● **DOCUMENT**:
Converting Text File into XML using Unix Shell Scripts

Hi everyone,

If someone out there could help me out with this problem. I would really appreciate it.

I am trying to convert a file into xml format using Unix shell scripts.

The file has fields with each field having a certain number of bytes, but the fields are not delimited by anything (e.g. whitespace). I need to get those fields into some sort of data structure so that I can use them to generate the XML using a simple for loop. The following is a an example of what I am looking at:

Jack Johnson 90980288Harv 9090998
Joe Joie 8989 Sed 99488

I can't use whitespace as a delimiter.

Thanks you guys very much,
I really appreciate it.

What kind of data structure do you require?
You can make it comma delimited by executing:

sed 's/ /,/g' inputfile.list > outputfile.lst
this will convert all whitespaces of inputfile.lst to a comma in outputfile.lst.

The reason I cannot use a comma as a delimiter or anything like that is because the fields are not seperated by a delimiter, but allocated a certain number of bytes.

For example:

Firstname (10) Last Name (10)

MickelsonJackonson ( You will have fields that take up all space in the field and you won't have any commas in there)

I am thinking of using the substr function from awk which will be able to read in the exact bytes from each line and then put it into an array or something to process it.

hmm similar like something I am working on myself. I need to judge the varying length of a string and create independent results. I don't think substr will work for me though, but sounds like it may be one solution for your quandary.

if your "fields" are of fixed width you can take advantage of gawk's "FIELDWIDTH" internal variable for processing.

If you don't have gawk installed on your system, take a look at this thread at comp.lang.awk how to "simulate" FIELDWIDTH in other awks:FIELDWIDTH

Thanks guys very much. I was able to use the substr function in order to read in the fixed columns. I am also considering doing the gawks' fieldwidth thing, but would that affect the performance? I am to be working on around 800,000 records so it also needs to be pretty efficient.

Also, is there is a quick function in awk that lets you strip away leading and trailing whitespace from a string? I was thinking of using the 'split' function to store the string into an array and then printing out the array, but that seems to be overkill. Any help would be appreciated.

Please let me know
Laud

function trim(str)
{
    sub("^[ ]*", "", str);
    sub("[ ]*$", "", str);
    return str;
}

That is dependent on number of characters in field, ASCII
is an encoding where each character is represented as
exactly one byte.

It is clear from the sample data you have given there is a
set pattern from alpha characters to digits.

C has isalpha() and isdigit() and most other languages have
something similar to this.

If you use regular expressions [A-Z] or [a-z] and [0-9] will work.

Not given enough information on your sample data, you may
try splitting on whitespace or from alpha char to digit.

Anything wrong with this code you see? I cannot get it to run: I am basically trying to run some awk code within a korn shell. I want to run the trim funciton, but I get complaint when I run the script.

#!/bin/ksh

awk '

function trim(str)
{
sub("^[ ]", "", str);
sub("[ ]
$", "", str);
return str;
}

gref = substr($0,2,32);
gref = trim(gref);

}'

  1. [as always] if on Solaris, use nawk instead of awk.
  2. where is you input to awk?
  3. what is your ACTION? - you have mis-matched '{}' for your action. I think you want something like this:
#!/bin/ksh

nawk '
function trim(str)
{
   sub("^[ ]*", "", str);
   sub("[ ]*$", "", str);
   return str;
}

{
  gref = trim(substr($0,2,32));
  print gref
}' path2YourInputFileGoesHere

  1. ↩︎

Thanks vgersh99.

I am using Solaris.

My input to awk is some sort of file. I think I do have the braces messed up. I did get it to work. I am very greatful.

Regards,
Laud

● **INSTRUCTIONS**:
1. Decide whether each statement agrees with the thread: (a) The fields in the file are separated by whitespace. (b) The poster expects to process around 800,000 records. (c) For Solaris users, the thread advises using nawk instead of awk. For each, answer yes or no and quote the deciding words of the thread.
2. According to the thread, which awk function did the poster end up using to read in the fixed columns?

● **GIVEN MATERIAL**:
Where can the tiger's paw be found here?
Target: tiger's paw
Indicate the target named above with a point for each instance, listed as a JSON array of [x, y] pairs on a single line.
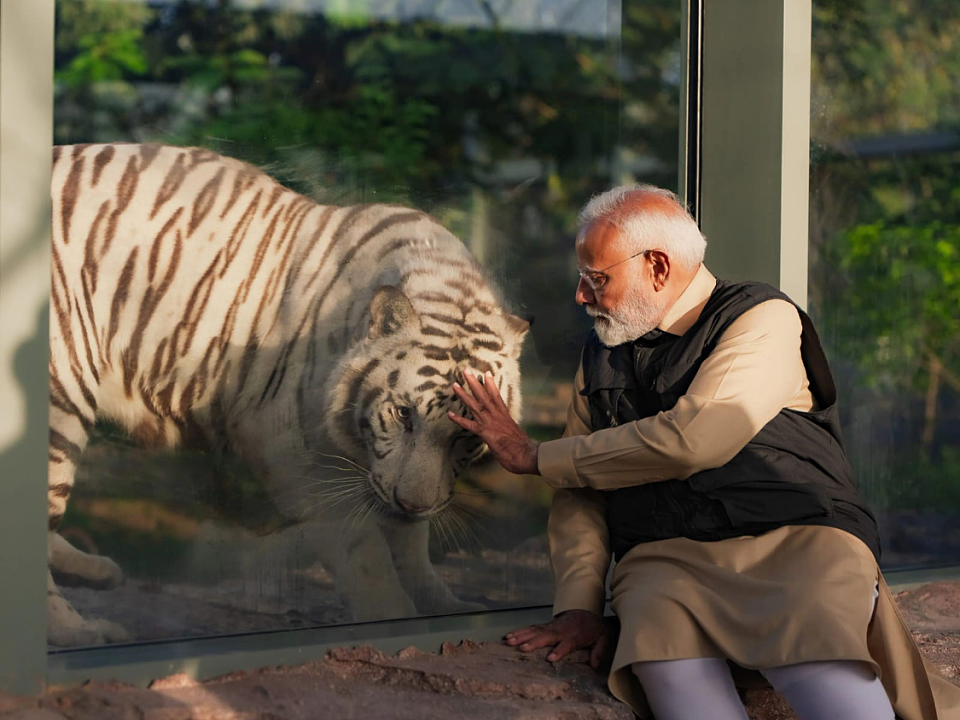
[[75, 567], [66, 627], [96, 571]]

● **WORKED ANSWERS**:
1.
(a) No: "the fields are not delimited by anything (e.g. whitespace)"
(b) Yes: "I am to be working on around 800,000 records"
(c) Yes: "if on Solaris, use nawk instead of awk."

2. The substr function.